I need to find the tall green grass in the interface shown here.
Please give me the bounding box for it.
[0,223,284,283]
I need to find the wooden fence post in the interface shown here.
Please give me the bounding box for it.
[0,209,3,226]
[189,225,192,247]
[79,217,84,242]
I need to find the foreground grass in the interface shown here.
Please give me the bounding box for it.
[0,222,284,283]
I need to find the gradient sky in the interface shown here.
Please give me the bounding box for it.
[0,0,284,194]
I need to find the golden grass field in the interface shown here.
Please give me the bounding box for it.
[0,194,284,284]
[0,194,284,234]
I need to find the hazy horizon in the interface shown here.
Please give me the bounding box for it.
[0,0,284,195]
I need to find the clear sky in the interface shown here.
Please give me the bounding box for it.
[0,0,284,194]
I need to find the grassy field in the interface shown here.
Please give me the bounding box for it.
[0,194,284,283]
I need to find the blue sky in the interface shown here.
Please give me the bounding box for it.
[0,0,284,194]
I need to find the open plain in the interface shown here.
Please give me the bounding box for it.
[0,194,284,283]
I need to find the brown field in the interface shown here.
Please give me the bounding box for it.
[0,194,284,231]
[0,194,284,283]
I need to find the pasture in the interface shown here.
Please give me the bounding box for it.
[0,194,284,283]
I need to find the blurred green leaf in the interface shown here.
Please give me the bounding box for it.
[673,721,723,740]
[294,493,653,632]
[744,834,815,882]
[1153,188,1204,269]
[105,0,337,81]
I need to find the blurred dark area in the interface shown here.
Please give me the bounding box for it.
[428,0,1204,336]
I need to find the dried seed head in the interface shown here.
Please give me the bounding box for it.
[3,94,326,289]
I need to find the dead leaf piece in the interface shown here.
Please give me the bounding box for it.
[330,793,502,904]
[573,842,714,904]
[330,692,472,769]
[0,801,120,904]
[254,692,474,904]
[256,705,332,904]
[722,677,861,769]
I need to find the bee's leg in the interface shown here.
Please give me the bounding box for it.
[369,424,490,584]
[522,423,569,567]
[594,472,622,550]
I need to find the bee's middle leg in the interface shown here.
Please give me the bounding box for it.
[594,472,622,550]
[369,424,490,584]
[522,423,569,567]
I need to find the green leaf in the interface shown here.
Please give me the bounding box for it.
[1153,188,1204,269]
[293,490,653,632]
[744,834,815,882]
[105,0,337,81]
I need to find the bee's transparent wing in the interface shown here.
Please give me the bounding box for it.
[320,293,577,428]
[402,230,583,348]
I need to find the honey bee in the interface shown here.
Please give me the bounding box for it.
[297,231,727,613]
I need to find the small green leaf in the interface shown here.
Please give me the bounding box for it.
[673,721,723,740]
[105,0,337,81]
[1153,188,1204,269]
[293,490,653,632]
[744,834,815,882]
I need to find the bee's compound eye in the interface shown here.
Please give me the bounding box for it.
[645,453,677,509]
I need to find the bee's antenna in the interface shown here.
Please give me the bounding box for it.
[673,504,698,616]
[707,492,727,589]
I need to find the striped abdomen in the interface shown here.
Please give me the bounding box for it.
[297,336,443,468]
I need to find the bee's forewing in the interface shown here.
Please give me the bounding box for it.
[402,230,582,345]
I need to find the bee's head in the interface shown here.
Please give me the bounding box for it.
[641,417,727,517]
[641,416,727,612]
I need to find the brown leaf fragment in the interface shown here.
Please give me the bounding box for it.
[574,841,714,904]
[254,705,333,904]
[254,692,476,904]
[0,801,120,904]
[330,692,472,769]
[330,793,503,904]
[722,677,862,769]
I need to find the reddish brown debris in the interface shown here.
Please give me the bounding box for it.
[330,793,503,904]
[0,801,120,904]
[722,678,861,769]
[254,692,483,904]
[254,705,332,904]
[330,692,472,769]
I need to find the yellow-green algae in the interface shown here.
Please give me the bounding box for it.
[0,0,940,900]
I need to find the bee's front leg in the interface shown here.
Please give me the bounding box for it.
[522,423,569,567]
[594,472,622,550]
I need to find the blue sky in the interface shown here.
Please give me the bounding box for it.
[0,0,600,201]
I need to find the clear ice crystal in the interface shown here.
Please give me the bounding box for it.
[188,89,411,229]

* * *

- GIVEN EXERCISE
Output an exact copy of each record.

- ANSWER FOR THE TASK
I need to find the tall green grass in the interface shown here.
Please give me the bounding box for it.
[0,223,284,283]
I need to find the wooden fence post in the interface shown here.
Please give me the bounding box for it.
[0,209,3,226]
[189,225,192,247]
[79,217,84,242]
I need to find the foreground grass in the interface shown here.
Please give me the bounding box for it.
[0,222,284,283]
I need to find the gradient sky in the interface shown here.
Please give me the bounding box for it.
[0,0,284,194]
I need to find the golden grass field in the interface shown here.
Please give me the bounding box for it.
[0,194,284,284]
[0,194,284,234]
I need to find the hazy horizon in the interface shown here.
Please give me the bounding box for it.
[0,0,284,195]
I need to find the clear sky in the interface shown here.
Please give me the bounding box for it.
[0,0,284,194]
I need to find the grassy field in the interface shown here.
Please give me the bounding box for it.
[0,194,284,283]
I need to find the blue sky in the interface shown here.
Please give me the bounding box for it.
[0,0,284,194]
I need to find the open plain in the interface shown here.
Please give me the bounding box for it.
[0,194,284,283]
I need to find the brown field in the interface shown here.
Please give me the bounding box for it.
[0,194,284,231]
[0,194,284,283]
I need to find the pasture in the interface shown here.
Please give me the bounding box for it.
[0,194,284,283]
I need to find the blurred green leaf in the interface shown here.
Please give me the bounding box for it.
[673,721,723,740]
[294,493,653,632]
[744,834,815,882]
[1153,188,1204,269]
[105,0,337,81]
I need to find the blurred dark area in the interface shown here.
Please give me the bounding box for it.
[428,0,1204,336]
I need to find the dried seed head in the interface shown here.
Please give me the bounding box for it.
[3,94,326,289]
I need to find the dead leaf piece in the interface shown here.
Please give me the bounding box for it.
[330,793,502,904]
[573,842,714,904]
[330,692,472,769]
[0,801,120,904]
[254,692,474,904]
[256,705,332,904]
[722,677,861,769]
I need to find the bee's leg in the interface shown here.
Please give me the bounding box for it.
[369,424,490,584]
[522,423,569,567]
[594,472,622,550]
I need to find the bee's middle leg in the interface shown here.
Please give me the bounding box for it.
[594,472,622,550]
[369,424,490,584]
[522,423,569,567]
I need to find the green leaf in the interface shown here.
Please give me the bounding box for it.
[1153,188,1204,269]
[293,490,653,632]
[744,834,815,882]
[105,0,337,81]
I need to find the bee's transparent wing in the interface shown here.
Please give me the bounding box for it.
[320,293,577,428]
[402,230,583,348]
I need to find the honey bee in the interface shown here.
Please give me the bounding box for it.
[297,231,727,613]
I need to find the small green leaf in the interface shown here.
Please give me the bounding box for it.
[673,721,723,740]
[105,0,337,81]
[1153,188,1204,269]
[293,490,653,632]
[744,834,815,882]
I need to find the bee's compound eye in the interface shown here.
Please give me the bounding box for it.
[645,453,677,509]
I need to find the bee's antenna in the interface shown here.
Please give me the bounding box for it.
[673,504,698,616]
[707,492,727,589]
I need to find the striped abdomen in the interface shown here.
Please give me the bounding box for it.
[297,336,443,468]
I need to find the bee's forewing in the interface shown here.
Please give me the bounding box for it.
[402,230,582,345]
I need to find the bee's head in the interface shown here.
Please give me the bounding box for it.
[641,417,727,517]
[641,416,727,612]
I need to find the brown leaf fragment in the interface shown here.
Please give me the bounding box for it.
[574,841,714,904]
[254,705,333,904]
[254,692,476,904]
[0,801,120,904]
[330,692,472,769]
[330,793,503,904]
[722,677,862,769]
I need to find the reddish brown debris in the interface shown here.
Please give me the bounding box for it.
[330,793,503,904]
[0,801,120,904]
[722,678,861,769]
[254,692,483,904]
[254,705,332,904]
[330,692,472,769]
I need to find the yellow-green algae in the interface shown here.
Please give me the bounding box for it.
[0,0,940,900]
I need to find the bee's front leg in the interface shown here.
Please give me the bounding box for it.
[522,423,569,567]
[594,472,622,550]
I need to find the blue sky in the interface shown here.
Please give me the bounding box for it.
[0,0,600,201]
I need to find the clear ice crystal in the interface shown here.
Please give me the bounding box for it.
[188,89,411,229]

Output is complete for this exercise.